━━━━━ GIVEN RECORDS ━━━━━

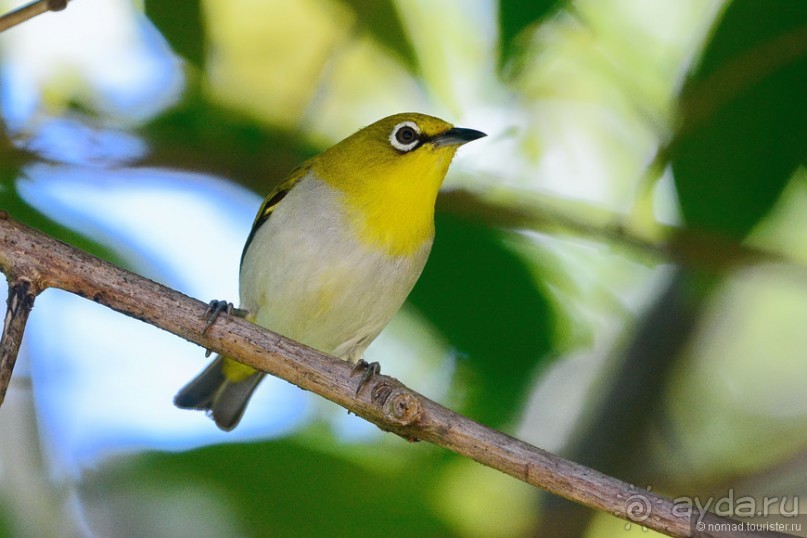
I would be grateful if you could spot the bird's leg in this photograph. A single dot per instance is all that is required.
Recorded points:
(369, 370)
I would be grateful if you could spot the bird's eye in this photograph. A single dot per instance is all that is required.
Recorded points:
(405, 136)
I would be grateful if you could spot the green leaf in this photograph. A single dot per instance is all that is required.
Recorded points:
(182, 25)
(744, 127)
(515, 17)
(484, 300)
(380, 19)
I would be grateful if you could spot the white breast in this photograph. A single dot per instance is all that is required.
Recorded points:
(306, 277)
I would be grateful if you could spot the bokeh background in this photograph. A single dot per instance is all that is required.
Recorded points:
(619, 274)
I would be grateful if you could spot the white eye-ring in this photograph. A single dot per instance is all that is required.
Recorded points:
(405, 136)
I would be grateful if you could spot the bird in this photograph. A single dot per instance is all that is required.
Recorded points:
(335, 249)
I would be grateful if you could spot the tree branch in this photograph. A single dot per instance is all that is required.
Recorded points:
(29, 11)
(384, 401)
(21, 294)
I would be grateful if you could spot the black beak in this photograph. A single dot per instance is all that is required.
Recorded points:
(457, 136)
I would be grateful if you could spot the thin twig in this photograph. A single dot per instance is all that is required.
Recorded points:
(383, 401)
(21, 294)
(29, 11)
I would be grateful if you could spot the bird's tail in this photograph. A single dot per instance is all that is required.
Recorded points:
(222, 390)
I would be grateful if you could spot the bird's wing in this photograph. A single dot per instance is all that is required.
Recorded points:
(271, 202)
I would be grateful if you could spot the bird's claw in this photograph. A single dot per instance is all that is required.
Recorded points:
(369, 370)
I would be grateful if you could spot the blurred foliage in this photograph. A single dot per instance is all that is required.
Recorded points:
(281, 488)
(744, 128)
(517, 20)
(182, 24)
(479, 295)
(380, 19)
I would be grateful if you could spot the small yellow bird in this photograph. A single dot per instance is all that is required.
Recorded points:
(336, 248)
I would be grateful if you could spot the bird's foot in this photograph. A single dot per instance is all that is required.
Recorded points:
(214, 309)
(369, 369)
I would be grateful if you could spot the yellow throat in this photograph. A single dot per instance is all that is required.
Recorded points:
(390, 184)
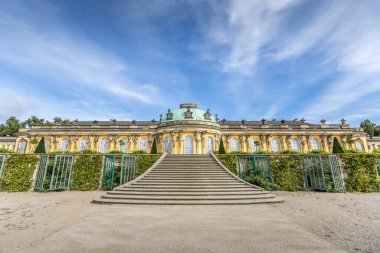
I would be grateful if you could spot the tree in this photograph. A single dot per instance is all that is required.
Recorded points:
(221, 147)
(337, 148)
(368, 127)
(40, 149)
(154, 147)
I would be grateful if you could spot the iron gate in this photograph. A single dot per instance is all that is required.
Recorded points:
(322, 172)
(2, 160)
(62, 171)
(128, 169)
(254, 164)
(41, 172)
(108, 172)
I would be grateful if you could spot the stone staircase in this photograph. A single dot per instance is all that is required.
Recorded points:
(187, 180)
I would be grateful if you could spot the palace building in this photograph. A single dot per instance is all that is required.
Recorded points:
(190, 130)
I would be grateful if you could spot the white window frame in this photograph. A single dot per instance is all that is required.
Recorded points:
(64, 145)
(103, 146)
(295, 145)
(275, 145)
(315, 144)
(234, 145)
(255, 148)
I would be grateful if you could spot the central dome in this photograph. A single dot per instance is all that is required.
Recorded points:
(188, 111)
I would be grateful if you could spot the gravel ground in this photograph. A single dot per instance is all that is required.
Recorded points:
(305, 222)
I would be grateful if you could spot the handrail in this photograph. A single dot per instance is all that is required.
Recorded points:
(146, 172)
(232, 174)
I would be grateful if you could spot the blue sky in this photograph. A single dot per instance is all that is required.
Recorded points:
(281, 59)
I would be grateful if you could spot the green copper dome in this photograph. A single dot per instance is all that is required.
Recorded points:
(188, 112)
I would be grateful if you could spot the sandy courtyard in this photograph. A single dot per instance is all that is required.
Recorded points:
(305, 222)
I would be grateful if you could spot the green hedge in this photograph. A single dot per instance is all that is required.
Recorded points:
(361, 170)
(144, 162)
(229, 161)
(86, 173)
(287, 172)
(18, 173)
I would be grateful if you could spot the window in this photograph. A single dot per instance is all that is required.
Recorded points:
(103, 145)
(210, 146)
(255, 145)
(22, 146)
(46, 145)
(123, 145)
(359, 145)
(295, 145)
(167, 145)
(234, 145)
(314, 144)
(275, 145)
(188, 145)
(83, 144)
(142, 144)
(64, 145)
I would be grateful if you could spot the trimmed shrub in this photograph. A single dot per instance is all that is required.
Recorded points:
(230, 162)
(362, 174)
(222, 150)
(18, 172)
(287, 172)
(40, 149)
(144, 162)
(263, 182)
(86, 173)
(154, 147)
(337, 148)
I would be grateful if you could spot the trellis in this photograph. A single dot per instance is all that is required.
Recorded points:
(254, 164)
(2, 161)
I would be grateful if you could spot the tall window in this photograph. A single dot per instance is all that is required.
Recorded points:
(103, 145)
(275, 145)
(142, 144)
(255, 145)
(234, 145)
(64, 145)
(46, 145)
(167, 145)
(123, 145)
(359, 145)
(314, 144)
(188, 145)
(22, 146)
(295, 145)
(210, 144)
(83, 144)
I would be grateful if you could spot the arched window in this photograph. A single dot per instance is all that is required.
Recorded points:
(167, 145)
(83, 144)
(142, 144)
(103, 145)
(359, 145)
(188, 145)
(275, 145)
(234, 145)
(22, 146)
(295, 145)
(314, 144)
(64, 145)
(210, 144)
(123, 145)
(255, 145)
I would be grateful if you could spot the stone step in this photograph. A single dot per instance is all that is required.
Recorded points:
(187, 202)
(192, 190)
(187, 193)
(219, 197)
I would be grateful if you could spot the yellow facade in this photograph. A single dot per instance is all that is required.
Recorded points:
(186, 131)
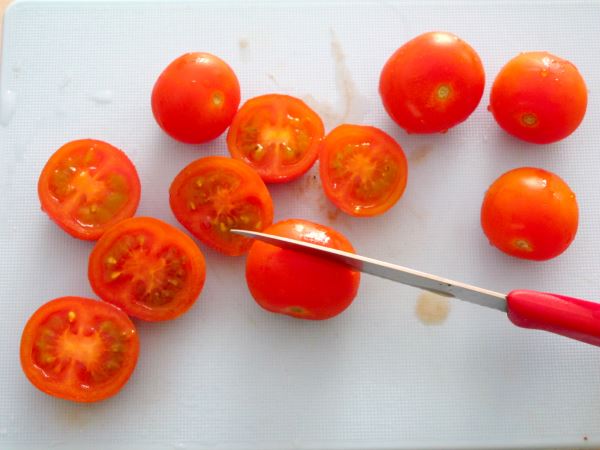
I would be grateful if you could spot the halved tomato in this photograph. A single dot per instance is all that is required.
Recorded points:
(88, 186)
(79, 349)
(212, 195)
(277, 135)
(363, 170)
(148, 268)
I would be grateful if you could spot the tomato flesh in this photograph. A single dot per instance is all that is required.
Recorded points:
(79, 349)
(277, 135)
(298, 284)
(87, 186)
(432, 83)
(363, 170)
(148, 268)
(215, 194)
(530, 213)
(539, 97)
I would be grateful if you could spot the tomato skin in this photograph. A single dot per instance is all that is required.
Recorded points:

━━━━━

= AIM =
Write out everything from the line containing "I would be grateful if you could spot the tall" down to the end of the data, requests included, with every recorded point coordinate raised by 42. Leave the pictures out.

= SOLUTION =
I would be grateful if you could spot the tall window in this photograph. A single dot per instance is all that is required.
Recorded points:
(145, 187)
(317, 187)
(184, 186)
(297, 187)
(276, 187)
(106, 187)
(88, 187)
(209, 187)
(165, 187)
(401, 187)
(356, 186)
(230, 187)
(64, 188)
(337, 187)
(252, 186)
(125, 186)
I would be grateful if you could spot the arched window in this photograph. A single dot per instance is all that is required.
Recorded points:
(209, 187)
(125, 186)
(184, 186)
(145, 187)
(401, 187)
(230, 187)
(317, 187)
(276, 187)
(64, 188)
(337, 187)
(356, 186)
(106, 187)
(252, 186)
(165, 187)
(297, 187)
I would be grateful if you could spot the stone step in this photograph. A single dot per instance is all that is required.
Recorded points:
(229, 244)
(234, 232)
(229, 235)
(261, 239)
I would be grateful if you could spot the yellow facade in this photograph. A single dot per instance is all that is required.
Recorded points:
(228, 173)
I would be grateful if you could spot the halved tomato in this photograph. A single dot per instance is all that is required.
Recorded points:
(130, 228)
(121, 391)
(254, 237)
(319, 177)
(405, 212)
(190, 310)
I would be grateful if you could spot the tomato flesh in this photograph. A single dot per instance is all that is required.
Recorded points:
(121, 391)
(319, 177)
(340, 326)
(129, 228)
(474, 125)
(405, 212)
(190, 310)
(257, 236)
(572, 255)
(581, 139)
I would be grateful if you could spot the tomato skin in this photograph. A single dot per instance is all that is required.
Recorded points:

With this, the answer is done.